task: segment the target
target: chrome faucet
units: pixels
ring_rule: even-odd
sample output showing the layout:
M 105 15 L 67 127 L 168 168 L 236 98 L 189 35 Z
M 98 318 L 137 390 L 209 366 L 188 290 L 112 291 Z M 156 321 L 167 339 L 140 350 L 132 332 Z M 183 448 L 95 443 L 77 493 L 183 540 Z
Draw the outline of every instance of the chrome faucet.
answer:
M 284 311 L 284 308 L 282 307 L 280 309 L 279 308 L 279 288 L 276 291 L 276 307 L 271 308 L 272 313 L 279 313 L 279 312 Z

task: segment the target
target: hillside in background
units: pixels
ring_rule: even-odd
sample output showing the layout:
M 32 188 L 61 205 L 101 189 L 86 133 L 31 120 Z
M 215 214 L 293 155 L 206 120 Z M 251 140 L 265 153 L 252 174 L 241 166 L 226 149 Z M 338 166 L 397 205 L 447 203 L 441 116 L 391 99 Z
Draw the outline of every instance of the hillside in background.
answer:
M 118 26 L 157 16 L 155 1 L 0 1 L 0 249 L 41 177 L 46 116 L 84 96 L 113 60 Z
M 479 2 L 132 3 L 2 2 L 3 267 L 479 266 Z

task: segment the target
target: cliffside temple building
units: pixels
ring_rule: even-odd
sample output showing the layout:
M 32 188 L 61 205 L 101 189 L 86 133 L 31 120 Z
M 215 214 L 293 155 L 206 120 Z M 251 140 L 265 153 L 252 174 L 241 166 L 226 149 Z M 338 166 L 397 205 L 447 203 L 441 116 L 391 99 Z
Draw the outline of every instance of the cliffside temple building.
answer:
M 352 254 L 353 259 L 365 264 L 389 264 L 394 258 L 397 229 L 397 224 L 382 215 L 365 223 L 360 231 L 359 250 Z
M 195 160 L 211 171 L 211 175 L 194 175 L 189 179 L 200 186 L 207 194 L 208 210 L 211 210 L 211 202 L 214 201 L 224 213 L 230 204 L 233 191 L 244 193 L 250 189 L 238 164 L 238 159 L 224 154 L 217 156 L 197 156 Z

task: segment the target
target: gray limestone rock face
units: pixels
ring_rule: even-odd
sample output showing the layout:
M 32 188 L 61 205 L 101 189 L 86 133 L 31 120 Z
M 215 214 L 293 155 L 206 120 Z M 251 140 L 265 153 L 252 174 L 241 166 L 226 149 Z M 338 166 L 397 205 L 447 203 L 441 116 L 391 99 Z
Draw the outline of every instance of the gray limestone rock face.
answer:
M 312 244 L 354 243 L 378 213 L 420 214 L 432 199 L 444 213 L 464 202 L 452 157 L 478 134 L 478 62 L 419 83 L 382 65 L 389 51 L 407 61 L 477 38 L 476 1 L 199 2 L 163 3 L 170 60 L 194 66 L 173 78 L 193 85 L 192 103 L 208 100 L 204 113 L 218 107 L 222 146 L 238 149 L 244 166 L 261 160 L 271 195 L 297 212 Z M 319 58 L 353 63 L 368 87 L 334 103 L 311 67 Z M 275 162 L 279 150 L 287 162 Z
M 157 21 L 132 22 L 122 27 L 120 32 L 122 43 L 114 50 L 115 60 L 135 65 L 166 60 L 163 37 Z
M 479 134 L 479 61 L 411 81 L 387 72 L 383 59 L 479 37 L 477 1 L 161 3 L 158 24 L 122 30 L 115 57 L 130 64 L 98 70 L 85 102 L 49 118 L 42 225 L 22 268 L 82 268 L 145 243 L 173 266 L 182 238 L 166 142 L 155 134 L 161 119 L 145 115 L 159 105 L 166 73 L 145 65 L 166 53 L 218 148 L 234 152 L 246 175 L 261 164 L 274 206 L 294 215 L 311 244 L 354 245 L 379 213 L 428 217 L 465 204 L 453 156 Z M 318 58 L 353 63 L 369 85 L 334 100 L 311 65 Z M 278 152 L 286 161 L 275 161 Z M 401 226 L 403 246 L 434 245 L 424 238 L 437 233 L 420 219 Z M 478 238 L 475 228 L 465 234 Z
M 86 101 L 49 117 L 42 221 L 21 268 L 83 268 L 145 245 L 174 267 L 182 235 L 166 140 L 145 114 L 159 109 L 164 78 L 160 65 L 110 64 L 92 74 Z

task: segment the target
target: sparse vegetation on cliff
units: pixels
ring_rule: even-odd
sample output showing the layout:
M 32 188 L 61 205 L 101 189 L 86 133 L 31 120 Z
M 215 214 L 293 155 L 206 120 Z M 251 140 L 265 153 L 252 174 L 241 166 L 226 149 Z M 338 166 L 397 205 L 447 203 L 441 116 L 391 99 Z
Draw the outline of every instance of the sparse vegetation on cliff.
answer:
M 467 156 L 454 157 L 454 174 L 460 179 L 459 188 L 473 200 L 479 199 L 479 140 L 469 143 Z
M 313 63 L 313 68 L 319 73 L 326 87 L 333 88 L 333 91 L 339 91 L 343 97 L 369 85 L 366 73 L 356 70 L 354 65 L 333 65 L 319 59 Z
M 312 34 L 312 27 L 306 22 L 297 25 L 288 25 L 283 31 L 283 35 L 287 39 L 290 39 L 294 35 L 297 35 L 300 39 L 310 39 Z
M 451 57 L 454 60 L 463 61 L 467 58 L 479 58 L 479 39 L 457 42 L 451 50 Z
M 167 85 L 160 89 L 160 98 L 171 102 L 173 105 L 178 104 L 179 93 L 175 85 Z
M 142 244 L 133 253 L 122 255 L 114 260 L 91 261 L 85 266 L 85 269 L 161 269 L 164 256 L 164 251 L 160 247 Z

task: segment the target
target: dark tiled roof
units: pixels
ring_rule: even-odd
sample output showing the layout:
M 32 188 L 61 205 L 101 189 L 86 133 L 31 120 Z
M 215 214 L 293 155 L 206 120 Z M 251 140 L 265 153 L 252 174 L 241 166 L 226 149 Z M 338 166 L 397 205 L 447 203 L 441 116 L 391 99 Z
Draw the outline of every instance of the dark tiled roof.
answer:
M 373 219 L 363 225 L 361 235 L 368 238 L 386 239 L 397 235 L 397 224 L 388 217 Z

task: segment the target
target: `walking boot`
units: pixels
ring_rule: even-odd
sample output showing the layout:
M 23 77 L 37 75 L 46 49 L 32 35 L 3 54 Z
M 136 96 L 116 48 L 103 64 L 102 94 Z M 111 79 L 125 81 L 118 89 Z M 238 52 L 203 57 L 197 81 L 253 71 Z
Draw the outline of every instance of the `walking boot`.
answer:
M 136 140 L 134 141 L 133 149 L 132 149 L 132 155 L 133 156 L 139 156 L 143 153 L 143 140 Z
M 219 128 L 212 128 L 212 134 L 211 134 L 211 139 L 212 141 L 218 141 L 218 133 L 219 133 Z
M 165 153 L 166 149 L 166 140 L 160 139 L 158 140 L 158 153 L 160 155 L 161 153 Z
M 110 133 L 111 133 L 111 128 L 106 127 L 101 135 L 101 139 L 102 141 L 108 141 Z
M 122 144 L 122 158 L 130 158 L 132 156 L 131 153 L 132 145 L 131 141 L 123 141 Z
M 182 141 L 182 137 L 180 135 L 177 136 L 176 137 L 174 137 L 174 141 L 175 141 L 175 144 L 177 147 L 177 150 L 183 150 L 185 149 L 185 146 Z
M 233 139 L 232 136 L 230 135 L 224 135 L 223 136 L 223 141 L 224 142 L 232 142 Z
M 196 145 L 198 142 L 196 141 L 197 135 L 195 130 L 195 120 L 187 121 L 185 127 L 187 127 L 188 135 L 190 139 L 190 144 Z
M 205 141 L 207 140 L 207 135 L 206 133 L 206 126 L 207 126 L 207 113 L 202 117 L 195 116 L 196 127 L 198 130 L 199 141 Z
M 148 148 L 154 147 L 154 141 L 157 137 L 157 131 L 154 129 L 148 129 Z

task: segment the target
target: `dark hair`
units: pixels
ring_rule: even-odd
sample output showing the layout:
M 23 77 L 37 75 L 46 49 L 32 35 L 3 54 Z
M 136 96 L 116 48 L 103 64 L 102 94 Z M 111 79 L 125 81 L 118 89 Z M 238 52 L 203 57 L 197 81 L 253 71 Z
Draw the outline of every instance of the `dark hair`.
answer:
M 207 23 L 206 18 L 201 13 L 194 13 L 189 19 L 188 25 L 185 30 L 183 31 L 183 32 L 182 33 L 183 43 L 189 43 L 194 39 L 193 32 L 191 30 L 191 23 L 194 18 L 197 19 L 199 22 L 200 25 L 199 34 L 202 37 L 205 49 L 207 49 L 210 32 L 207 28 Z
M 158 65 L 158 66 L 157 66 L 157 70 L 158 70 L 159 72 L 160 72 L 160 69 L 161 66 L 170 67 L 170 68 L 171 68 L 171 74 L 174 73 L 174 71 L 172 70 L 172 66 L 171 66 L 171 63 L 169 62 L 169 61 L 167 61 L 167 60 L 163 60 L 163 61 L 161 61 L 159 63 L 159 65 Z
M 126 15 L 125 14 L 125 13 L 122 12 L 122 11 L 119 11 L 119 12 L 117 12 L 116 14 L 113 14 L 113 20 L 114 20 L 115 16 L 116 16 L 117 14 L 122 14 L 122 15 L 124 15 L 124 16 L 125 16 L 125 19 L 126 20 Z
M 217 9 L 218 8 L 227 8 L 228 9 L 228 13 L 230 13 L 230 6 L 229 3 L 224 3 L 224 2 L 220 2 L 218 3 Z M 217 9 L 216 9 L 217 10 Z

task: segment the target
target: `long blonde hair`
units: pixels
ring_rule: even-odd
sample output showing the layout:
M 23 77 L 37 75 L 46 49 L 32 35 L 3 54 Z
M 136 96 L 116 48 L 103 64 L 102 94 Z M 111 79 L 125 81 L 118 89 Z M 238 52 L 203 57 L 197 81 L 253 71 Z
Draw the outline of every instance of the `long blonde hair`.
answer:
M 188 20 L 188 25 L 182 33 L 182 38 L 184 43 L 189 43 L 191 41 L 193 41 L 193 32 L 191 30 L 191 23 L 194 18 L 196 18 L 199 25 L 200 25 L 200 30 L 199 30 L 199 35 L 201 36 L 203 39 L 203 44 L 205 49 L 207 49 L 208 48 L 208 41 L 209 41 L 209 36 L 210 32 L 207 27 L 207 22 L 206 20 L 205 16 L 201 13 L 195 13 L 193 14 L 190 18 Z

- **What needs to be done**: Identify every line in the material above that contains the string "hillside", matching case exactly, and copy each of those lines.

- **Reply**:
target: hillside in background
Draw the outline of every instance of the hillside in background.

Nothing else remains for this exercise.